▶ **Items listed in a dataset**
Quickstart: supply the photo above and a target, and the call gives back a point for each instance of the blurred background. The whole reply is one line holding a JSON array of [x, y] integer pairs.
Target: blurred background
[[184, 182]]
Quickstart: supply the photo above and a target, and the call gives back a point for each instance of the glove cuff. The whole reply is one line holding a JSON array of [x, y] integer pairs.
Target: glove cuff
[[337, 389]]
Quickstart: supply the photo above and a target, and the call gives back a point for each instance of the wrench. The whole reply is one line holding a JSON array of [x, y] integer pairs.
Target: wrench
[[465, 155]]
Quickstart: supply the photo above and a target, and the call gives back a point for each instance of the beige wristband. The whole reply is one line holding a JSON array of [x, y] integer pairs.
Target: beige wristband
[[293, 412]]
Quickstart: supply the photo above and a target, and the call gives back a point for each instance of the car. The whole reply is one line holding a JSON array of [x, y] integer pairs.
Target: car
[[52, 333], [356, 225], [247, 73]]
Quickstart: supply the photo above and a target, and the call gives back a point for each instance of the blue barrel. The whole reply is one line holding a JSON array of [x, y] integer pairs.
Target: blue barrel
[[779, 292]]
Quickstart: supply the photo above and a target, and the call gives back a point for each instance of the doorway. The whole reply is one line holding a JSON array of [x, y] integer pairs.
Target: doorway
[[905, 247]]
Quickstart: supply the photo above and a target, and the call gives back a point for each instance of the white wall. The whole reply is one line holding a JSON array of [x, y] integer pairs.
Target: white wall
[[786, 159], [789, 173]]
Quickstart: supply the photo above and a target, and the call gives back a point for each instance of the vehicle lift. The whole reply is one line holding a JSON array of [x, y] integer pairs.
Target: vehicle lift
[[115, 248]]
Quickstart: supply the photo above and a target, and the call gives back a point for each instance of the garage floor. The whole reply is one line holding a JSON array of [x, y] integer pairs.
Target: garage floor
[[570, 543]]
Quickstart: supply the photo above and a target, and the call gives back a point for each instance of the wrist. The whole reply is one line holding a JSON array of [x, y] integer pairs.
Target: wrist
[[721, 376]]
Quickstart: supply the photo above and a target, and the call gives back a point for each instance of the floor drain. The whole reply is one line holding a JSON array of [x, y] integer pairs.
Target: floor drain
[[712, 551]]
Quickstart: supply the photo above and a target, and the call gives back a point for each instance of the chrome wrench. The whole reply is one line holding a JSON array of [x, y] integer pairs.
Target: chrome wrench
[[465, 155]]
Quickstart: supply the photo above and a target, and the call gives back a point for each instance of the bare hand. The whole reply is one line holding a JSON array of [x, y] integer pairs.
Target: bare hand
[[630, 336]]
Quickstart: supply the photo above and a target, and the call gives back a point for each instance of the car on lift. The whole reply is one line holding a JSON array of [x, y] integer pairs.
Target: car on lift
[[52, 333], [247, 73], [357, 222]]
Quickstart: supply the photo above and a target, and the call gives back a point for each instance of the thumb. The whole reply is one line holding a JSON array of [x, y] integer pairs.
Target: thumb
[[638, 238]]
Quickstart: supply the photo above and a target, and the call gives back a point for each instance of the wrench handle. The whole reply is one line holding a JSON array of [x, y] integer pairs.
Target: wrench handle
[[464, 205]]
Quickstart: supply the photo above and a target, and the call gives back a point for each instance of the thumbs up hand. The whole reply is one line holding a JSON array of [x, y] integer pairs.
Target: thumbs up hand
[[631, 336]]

▶ **SET PROBLEM**
Put every line of the records above into a numbered list, and leave out any blank lines.

▶ **CORRECT RESULT**
1. Quickstart: supply the photo above and a target, and the call gives back a point for each instance of the blurred background. The whole reply is one line holding a JSON array of [x, y] integer pairs.
2. Target: blurred background
3. [[184, 182]]
4. Quickstart: supply the photo above and a target, and the call gives back a point for each instance of the glove cuff. The whole reply is one line holding a JSON array of [x, y] integer pairs.
5. Target: glove cuff
6. [[337, 389]]
7. Quickstart: supply the photo above and a target, and the call gives back a point for each instance of the wrench. The whole reply is one line holding a JSON array of [x, y] integer pairs.
8. Target: wrench
9. [[465, 155]]
10. Quickstart: supply the photo above and a target, and the call gives back a point for each instance of the beige wristband. The whole reply is one line holding a JSON array of [x, y] integer pairs.
11. Target: beige wristband
12. [[293, 412]]
13. Quickstart: supply the photo above and a target, and the call gives back a point for each instance of the car. The whole reply is one line holding a JSON array of [x, y] integer pairs.
14. Target: car
15. [[52, 333], [356, 225], [247, 73]]
16. Quickstart: supply the photo above and a target, and the call gives back a point for each instance of the blue barrel. The whole reply is one line holding a JSON array of [x, y] integer pairs.
17. Target: blue barrel
18. [[779, 292]]
19. Quickstart: supply the photo above and a target, and the call gives back a point for each instance of the doorway. The whole reply is one line holding a JSON array of [x, y] integer pairs.
20. Target: doorway
21. [[905, 247]]
22. Quickstart: supply the photo above and a target, and the call gives back a point for each instance of the white wall. The whole reply is one line holding a JSON array of [x, y] integer pairs.
23. Target: white wall
24. [[786, 159], [789, 173]]
25. Quickstart: supply the photo above and a target, and the call gives back a point for each instance of the vehicle lift. The whole reply is one line holding a JSON array of [x, y] integer pairs.
26. Target: vehicle lift
27. [[115, 248]]
28. Quickstart: supply the photo above and a target, and the call gives back a point for each instance of the garage floor. The whole reply is one line holding a JSON array of [x, y] integer pairs.
29. Target: garage floor
30. [[570, 543]]
31. Quickstart: supply the photo above and a target, and the call gives back a point for each instance of the wrist. The whole reply is one line holding a JSON array of [x, y] integer pairs.
32. Target: wrist
33. [[721, 376]]
34. Quickstart: supply the photo above and a target, and the call gives back a point for each instance of the floor drain. The whole reply is one line holding a JSON array of [x, y] integer pairs.
35. Target: floor drain
36. [[712, 551]]
37. Quickstart: supply the photo above and a target, and the call gives back a point for each instance of the chrome wrench. The whole reply is one line holding a JSON array of [x, y] integer pairs.
38. Target: chrome wrench
39. [[465, 155]]
40. Quickstart: supply the photo above and a target, and the call gives back a point for each instance of the bare hand. The whole reply is one line holding a JSON array of [x, y] integer pairs.
41. Target: bare hand
42. [[630, 336]]
43. Quickstart: supply the photo above and a target, and the call gives back a point for each instance of the car on lift. The whole reply is one line holding a JSON array of [x, y] integer pairs.
44. Target: car on lift
45. [[52, 333], [247, 73], [357, 222]]
46. Quickstart: supply the photo above and a target, and the call gives back a point for each instance of the thumb. The whole reply is one line holding a JSON array of [x, y] integer pairs.
47. Target: thumb
48. [[638, 238]]
49. Quickstart: supply the photo above and a target, and the call gives back a point for each instance of the wrench handle. The whole reply is one line holding a JSON array of [x, y] integer pairs.
50. Target: wrench handle
51. [[464, 205]]
52. Quickstart: supply the photo above and a target, and the call gives back a point for each instance of the thumbs up hand. The whole reply is one line holding a JSON array of [x, y] integer pairs.
53. Target: thumbs up hand
54. [[631, 336]]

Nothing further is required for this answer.